• **Assignment**:
Starting with the line containing "Target: black plastic sheeting" and going on through the line containing "Target: mound of dark soil", return the lines of the data below exactly, and only those.

• **Materials provided**:
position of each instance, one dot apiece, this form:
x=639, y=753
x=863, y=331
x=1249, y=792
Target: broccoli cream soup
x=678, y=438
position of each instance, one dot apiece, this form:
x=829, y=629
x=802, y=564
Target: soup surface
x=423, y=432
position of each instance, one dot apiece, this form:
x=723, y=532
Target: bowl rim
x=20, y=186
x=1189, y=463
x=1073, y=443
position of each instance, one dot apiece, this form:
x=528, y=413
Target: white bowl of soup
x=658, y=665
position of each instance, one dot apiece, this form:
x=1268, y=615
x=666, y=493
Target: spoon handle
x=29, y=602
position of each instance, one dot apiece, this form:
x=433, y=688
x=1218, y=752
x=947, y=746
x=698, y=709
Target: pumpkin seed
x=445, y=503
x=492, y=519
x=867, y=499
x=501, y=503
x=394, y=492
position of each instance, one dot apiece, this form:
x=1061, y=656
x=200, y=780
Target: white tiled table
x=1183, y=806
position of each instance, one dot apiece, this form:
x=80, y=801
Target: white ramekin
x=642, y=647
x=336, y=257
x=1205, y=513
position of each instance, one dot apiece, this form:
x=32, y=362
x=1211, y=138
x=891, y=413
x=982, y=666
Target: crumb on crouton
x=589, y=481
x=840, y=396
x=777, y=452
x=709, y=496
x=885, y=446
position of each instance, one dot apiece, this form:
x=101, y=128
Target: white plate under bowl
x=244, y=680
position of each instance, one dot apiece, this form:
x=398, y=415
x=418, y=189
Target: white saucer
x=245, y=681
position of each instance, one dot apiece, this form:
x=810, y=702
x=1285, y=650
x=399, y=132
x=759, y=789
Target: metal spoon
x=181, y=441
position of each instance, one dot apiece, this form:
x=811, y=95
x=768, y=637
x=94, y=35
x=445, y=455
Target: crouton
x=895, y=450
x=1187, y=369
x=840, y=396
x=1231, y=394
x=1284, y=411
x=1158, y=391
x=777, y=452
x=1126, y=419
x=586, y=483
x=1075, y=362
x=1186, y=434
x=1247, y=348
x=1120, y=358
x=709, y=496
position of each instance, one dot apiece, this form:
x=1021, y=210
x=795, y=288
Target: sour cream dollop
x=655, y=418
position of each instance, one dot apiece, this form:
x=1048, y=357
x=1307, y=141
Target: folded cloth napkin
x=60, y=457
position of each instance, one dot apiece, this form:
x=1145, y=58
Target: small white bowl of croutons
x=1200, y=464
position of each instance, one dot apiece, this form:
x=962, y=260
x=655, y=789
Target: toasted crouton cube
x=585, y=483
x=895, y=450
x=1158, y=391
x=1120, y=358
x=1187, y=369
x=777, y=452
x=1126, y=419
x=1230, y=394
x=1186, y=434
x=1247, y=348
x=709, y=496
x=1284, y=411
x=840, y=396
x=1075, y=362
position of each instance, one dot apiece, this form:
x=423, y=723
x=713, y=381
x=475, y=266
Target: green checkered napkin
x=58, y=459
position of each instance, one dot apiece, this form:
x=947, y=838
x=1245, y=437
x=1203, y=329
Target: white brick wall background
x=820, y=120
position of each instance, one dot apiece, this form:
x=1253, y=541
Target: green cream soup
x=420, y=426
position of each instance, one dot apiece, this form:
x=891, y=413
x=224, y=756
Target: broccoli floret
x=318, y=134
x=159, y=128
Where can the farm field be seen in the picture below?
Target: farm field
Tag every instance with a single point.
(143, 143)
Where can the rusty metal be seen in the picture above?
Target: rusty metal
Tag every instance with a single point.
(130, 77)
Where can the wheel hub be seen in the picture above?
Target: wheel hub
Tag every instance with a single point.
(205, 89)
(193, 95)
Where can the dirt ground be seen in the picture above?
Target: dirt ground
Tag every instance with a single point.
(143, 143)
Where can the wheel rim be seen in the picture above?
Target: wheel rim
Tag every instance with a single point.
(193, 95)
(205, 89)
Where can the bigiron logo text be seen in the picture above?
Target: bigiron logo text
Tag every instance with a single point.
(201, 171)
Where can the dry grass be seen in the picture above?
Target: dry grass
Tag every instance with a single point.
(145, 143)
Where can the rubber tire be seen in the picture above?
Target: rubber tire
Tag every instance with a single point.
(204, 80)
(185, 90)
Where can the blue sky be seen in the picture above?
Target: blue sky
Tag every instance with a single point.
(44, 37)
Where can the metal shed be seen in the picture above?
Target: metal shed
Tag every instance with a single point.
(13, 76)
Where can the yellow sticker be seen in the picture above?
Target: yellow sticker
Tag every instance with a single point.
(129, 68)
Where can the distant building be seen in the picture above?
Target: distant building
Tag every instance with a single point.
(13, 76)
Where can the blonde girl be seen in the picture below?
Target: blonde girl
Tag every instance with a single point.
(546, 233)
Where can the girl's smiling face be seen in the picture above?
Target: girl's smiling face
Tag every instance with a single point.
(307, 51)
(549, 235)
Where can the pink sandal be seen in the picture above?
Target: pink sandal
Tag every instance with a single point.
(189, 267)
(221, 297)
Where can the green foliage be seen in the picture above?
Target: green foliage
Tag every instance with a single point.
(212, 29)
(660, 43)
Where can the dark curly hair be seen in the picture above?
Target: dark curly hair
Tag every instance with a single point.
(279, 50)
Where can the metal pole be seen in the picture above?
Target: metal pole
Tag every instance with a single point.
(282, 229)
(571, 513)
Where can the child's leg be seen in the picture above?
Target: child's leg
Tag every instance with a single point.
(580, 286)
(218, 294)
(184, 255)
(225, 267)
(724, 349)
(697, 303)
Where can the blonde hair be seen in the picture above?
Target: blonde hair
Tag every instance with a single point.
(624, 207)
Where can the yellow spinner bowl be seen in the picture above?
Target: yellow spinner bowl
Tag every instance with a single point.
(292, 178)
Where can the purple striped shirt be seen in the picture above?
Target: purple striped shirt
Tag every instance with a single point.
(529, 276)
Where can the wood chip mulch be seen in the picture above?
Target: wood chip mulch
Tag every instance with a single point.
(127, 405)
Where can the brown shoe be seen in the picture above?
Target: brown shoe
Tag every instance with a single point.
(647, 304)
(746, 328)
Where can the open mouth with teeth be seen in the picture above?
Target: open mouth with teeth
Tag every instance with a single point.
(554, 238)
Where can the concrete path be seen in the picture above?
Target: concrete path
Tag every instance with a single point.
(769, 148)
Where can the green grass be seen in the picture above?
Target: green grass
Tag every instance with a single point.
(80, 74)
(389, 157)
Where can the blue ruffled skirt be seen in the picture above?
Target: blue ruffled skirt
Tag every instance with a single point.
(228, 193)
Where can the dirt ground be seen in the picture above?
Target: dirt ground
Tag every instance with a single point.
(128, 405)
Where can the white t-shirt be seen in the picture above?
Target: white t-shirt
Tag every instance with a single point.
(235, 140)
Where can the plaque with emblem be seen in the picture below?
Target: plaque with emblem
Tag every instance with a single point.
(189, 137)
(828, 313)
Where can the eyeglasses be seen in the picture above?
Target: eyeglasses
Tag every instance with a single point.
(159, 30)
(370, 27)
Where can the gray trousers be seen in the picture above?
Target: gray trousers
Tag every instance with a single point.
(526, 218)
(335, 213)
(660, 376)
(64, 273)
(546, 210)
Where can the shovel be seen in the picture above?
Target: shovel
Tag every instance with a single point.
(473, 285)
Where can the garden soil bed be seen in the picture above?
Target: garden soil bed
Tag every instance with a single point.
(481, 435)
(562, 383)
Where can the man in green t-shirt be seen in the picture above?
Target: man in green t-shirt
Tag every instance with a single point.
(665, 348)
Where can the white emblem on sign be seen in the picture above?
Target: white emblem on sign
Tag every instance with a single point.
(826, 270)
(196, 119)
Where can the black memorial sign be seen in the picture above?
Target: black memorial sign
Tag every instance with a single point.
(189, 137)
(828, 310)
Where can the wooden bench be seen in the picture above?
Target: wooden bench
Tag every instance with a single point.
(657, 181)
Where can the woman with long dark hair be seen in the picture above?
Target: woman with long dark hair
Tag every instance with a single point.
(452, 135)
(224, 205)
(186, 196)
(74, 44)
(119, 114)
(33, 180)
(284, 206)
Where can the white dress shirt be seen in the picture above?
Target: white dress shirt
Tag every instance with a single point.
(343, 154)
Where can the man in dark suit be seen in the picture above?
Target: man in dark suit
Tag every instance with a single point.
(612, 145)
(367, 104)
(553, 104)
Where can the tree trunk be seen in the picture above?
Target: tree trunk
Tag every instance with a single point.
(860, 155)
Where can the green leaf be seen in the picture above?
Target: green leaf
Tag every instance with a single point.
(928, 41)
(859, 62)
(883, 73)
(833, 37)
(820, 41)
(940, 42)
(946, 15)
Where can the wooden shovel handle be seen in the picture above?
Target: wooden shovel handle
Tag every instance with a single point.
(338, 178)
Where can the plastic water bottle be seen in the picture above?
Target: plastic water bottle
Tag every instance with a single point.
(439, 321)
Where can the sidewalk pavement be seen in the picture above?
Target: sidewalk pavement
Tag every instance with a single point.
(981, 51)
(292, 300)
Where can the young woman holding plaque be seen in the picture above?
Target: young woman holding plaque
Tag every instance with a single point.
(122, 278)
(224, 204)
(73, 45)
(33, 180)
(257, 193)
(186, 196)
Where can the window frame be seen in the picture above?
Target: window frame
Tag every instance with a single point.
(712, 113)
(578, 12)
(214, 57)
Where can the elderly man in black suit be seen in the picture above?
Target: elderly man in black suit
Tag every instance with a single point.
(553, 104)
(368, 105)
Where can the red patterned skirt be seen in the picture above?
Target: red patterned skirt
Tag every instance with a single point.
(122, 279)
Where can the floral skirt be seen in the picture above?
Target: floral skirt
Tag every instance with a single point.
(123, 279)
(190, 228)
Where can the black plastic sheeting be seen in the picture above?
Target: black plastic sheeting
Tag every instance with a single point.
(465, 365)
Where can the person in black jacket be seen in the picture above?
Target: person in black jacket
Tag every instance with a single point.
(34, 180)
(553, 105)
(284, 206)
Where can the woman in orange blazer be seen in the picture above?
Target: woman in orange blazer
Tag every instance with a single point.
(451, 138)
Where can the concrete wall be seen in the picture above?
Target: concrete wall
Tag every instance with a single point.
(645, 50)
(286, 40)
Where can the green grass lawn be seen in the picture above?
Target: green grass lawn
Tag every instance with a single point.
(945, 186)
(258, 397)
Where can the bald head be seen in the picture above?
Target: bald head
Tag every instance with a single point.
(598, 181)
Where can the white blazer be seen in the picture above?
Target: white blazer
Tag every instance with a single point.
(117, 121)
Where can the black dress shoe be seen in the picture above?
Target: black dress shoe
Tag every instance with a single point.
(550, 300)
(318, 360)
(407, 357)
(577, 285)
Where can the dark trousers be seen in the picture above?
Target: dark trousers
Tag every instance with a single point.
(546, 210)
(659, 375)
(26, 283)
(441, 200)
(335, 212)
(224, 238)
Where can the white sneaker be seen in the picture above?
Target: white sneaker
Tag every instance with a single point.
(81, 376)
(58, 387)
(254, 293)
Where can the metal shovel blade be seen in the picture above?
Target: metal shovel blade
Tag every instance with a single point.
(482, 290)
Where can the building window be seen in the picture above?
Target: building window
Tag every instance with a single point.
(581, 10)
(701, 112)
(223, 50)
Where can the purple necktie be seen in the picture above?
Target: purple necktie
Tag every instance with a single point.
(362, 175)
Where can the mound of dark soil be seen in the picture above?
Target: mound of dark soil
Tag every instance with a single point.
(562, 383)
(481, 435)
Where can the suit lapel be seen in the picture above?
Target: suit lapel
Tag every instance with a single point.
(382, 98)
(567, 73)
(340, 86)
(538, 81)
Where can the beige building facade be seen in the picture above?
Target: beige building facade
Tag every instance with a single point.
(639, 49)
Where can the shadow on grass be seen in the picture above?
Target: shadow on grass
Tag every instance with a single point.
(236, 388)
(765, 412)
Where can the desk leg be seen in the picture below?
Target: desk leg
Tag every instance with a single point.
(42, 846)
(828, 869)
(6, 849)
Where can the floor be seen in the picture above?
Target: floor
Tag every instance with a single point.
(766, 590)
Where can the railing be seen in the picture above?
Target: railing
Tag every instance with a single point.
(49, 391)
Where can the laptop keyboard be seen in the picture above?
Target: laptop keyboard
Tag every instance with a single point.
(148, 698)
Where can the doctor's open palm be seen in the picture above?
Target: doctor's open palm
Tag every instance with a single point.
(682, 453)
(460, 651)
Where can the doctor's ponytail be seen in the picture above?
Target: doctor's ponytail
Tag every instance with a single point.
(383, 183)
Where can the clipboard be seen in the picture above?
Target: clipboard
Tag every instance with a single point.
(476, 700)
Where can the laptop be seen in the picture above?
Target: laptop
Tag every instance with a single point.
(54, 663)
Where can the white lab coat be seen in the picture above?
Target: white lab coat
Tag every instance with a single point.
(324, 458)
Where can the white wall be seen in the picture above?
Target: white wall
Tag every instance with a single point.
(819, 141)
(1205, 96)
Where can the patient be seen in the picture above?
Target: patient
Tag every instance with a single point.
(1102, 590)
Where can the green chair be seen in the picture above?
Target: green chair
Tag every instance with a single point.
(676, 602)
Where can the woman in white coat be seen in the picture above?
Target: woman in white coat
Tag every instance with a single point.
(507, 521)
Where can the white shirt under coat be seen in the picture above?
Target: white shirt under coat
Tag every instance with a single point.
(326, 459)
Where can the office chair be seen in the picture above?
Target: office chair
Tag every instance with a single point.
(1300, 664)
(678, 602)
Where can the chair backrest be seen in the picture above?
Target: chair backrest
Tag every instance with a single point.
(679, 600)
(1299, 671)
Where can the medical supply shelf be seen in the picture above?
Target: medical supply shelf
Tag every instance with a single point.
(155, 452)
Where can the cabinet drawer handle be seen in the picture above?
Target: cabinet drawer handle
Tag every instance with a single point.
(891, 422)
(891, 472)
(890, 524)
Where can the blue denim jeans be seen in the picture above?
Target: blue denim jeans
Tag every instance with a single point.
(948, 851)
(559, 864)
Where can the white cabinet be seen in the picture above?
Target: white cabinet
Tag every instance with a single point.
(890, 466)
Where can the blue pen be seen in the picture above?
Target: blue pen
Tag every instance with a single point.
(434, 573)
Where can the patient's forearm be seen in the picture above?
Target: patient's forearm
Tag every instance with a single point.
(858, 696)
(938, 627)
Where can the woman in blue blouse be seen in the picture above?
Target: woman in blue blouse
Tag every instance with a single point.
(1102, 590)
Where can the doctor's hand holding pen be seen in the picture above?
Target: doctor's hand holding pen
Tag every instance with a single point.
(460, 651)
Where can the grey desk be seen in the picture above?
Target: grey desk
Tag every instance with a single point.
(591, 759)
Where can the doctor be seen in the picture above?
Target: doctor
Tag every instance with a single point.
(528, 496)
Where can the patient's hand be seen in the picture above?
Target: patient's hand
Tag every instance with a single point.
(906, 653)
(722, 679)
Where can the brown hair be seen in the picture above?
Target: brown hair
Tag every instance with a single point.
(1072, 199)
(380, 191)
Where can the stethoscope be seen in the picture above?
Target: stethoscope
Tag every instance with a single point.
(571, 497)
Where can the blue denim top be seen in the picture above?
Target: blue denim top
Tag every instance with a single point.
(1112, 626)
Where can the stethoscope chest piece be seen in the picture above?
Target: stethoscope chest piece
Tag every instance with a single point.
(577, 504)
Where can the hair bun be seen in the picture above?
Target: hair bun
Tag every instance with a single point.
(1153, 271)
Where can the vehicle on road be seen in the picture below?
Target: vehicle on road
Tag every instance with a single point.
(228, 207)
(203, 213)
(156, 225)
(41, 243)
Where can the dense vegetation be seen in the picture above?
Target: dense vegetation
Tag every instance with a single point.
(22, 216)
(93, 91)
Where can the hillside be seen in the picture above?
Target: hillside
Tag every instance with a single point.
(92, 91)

• **Answer to the problem**:
Target: black plastic sheeting
Tag every instance with a single point.
(465, 365)
Where can the person in black jacket be seen in the picture above?
Target: person in black jacket
Tag every instance with a single point.
(34, 180)
(553, 105)
(284, 206)
Where can the woman in orange blazer be seen in the picture above?
Target: woman in orange blazer
Tag every instance with a single point.
(451, 138)
Where can the concrete wall be seen in the picture above?
Target: concrete wall
Tag every instance with a single point.
(645, 50)
(286, 40)
Where can the green grass lawn be seen in the picture above?
Target: green grass lawn
Tag every instance with a single point.
(945, 186)
(258, 397)
Where can the bald head be seen in the picture above?
Target: bald head
Tag every instance with a single point.
(598, 181)
Where can the white blazer be seen in the picture above?
Target: white blazer
Tag every instance with a single point.
(117, 121)
Where can the black dress shoe be seen in the picture above?
Target: black dress shoe
Tag every instance with a single point.
(550, 300)
(318, 360)
(407, 357)
(577, 285)
Where can the dark trousers be seen in the picture above?
Target: dark trousers
Tag every instance with a single point.
(546, 210)
(659, 375)
(26, 283)
(441, 200)
(335, 212)
(224, 238)
Where can the white sneaker be seen in the picture above?
Target: white sneaker
Tag every instance with a single point.
(81, 376)
(58, 387)
(254, 293)
Where can the metal shovel blade be seen in the picture above?
Target: metal shovel blade
Tag every instance with a single point.
(482, 290)
Where can the building window be seen in the picture above?
Target: building window
Tag every instance with a single point.
(581, 10)
(701, 112)
(223, 50)
Where can the purple necktie be seen in the picture above?
Target: purple necktie
Tag every instance with a single point.
(362, 175)
Where can the mound of dark soil be seen in the picture above?
Target: mound of dark soil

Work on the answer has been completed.